Direction:
Rewrite the material below, changing every occurrence of "one pin per instance" to "one point per instance" and keeping everything else the same.

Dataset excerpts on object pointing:
----------
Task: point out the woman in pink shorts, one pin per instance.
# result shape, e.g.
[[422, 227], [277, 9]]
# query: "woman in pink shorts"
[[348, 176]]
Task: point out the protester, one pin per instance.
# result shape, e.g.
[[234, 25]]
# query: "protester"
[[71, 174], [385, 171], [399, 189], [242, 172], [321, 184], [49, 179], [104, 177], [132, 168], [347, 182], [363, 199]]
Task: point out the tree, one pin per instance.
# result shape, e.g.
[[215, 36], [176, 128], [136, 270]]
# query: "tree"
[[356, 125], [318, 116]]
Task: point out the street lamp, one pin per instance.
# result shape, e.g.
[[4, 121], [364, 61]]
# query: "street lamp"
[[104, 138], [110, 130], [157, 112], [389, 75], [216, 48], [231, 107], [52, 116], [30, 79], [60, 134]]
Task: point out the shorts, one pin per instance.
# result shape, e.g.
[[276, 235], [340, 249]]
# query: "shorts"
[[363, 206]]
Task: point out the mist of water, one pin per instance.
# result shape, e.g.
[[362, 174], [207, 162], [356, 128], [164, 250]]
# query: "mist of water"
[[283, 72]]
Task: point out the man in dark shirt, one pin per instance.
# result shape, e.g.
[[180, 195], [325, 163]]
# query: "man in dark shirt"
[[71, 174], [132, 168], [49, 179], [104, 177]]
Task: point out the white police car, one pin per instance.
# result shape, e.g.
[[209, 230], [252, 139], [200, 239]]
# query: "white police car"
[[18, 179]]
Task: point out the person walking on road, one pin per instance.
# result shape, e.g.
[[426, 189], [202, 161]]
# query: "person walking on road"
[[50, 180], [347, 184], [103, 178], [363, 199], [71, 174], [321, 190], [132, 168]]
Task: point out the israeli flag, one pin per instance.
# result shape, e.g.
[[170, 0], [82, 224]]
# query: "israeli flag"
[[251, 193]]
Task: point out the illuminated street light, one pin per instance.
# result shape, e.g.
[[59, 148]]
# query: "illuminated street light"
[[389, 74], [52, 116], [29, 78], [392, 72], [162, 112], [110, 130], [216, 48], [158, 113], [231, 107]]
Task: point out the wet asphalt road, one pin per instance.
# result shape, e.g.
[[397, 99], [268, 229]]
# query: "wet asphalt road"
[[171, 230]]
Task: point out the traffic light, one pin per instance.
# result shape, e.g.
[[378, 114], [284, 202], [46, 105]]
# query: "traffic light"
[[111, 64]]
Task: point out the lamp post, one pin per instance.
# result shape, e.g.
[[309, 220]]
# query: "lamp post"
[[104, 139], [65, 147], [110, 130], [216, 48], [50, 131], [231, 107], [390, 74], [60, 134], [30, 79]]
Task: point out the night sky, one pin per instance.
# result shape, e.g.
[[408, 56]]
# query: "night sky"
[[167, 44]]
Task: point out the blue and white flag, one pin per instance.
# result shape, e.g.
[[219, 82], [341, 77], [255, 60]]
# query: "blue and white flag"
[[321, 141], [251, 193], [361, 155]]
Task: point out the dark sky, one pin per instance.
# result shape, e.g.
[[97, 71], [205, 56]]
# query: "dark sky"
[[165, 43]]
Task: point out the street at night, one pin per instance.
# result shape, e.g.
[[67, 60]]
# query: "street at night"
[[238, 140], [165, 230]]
----------
Task result:
Task: point out the woman in pink shorts, one point per instance.
# result shape, e.g.
[[422, 227], [277, 9]]
# query: "woman in pink shorts"
[[348, 176]]
Task: point out the protester, one point per instance.
# result shape, e.g.
[[234, 25]]
# query: "protester"
[[71, 174], [385, 171], [399, 189], [242, 172], [321, 184], [49, 179], [104, 177], [132, 168], [347, 182], [363, 199]]
Task: point out the tree, one point per instance.
# result shape, e.g.
[[215, 36], [176, 128], [136, 270]]
# query: "tree"
[[356, 125], [318, 116]]
Task: point out the street lamp, one point per instance.
# result shape, e.g.
[[4, 121], [364, 61]]
# query: "street lamp"
[[104, 138], [110, 130], [157, 112], [389, 75], [216, 48], [231, 107], [52, 116], [30, 79], [60, 134]]
Task: point out the shorts, one point per instance.
# result shape, e.g.
[[276, 235], [340, 249]]
# query: "shorts"
[[363, 206]]
Task: point out the mist of water, one point per instance.
# result shape, e.g.
[[362, 174], [207, 162], [356, 128], [164, 250]]
# query: "mist of water"
[[283, 72]]
Task: point out the man in dark shirt, one point per instance.
# result shape, e.g.
[[180, 195], [325, 163]]
# query: "man in dark shirt"
[[71, 174], [132, 168], [49, 179], [104, 177]]
Task: point out the white police car, one point per instance.
# result shape, e.g.
[[209, 230], [252, 139], [200, 239]]
# query: "white police car"
[[18, 179]]
Task: point out the person walking on road, one point per instance.
# result shape, e.g.
[[426, 189], [202, 161]]
# query: "person walking on road"
[[50, 180], [347, 184], [103, 178], [363, 199], [71, 174], [321, 190], [132, 168]]
Task: point out the israeli flag, one point per instance.
# result shape, e.g.
[[170, 0], [82, 224]]
# query: "israeli flag"
[[251, 193]]
Task: point out the illuminated street light, one point per instance.
# result shape, e.g.
[[59, 148]]
# query: "illuminated street light"
[[389, 74], [52, 116], [29, 78], [392, 72], [162, 112], [110, 130], [216, 48], [158, 113], [231, 107]]
Task: point out the wet asphalt road, one point per instance.
# result shape, e.g.
[[397, 99], [268, 229]]
# query: "wet asphalt road"
[[171, 230]]
Task: point out the traffic light, one point per instance.
# result shape, e.g.
[[378, 114], [284, 202], [46, 105]]
# query: "traffic light"
[[111, 64]]
Task: point out the lamp post, one point per instance.
# result shape, e.g.
[[309, 220]]
# query: "lamp post"
[[104, 139], [65, 147], [110, 130], [216, 48], [50, 131], [231, 107], [390, 74], [60, 134], [30, 79]]
Task: point out the night sky, one point per instance.
# result shape, e.g.
[[408, 56]]
# query: "night sky"
[[167, 44]]
Task: point out the blue and white flag, one point per instance.
# result shape, e.g.
[[219, 82], [341, 77], [255, 60]]
# query: "blue and white flag"
[[321, 141], [251, 193], [361, 155]]
Task: point out the dark sky, one point per instance.
# result shape, e.g.
[[97, 71], [205, 56]]
# query: "dark sky"
[[165, 43]]
Task: point out the street at night, one point per instance.
# result shape, e.g.
[[67, 60]]
# query: "street at night"
[[238, 140], [165, 230]]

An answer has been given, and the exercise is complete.